= DIRECTIONS FOR THIS TASK =
Gather every line of the listing that contains the word "stone".

= INFORMATION PROVIDED =
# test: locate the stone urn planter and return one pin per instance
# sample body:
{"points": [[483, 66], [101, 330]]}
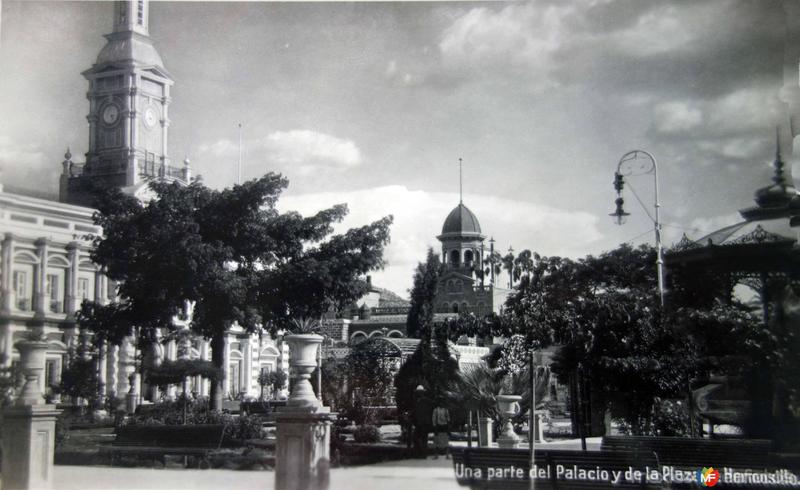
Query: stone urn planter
...
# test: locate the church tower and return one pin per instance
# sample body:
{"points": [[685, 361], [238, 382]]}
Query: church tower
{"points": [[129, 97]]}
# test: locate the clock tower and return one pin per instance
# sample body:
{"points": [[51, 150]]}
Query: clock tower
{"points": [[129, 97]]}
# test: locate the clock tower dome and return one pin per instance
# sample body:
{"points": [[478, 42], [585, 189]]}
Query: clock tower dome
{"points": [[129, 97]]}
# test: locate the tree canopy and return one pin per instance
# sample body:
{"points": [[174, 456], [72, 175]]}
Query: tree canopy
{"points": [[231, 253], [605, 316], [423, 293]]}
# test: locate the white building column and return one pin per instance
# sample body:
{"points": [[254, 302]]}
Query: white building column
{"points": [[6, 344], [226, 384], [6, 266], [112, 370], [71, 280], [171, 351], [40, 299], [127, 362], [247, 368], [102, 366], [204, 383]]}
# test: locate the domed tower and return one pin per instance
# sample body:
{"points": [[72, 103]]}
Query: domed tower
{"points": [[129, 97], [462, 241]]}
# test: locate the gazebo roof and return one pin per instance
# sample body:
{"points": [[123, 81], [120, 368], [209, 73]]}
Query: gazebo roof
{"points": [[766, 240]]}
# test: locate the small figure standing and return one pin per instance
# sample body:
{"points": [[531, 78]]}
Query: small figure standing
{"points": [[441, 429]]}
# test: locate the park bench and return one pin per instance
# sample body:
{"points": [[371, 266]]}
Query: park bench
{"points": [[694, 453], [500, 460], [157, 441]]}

= OUTPUT FOR THIS EXERCISE =
# test: locate the stone urn planter and return one pin per instance
Query: stone urn planter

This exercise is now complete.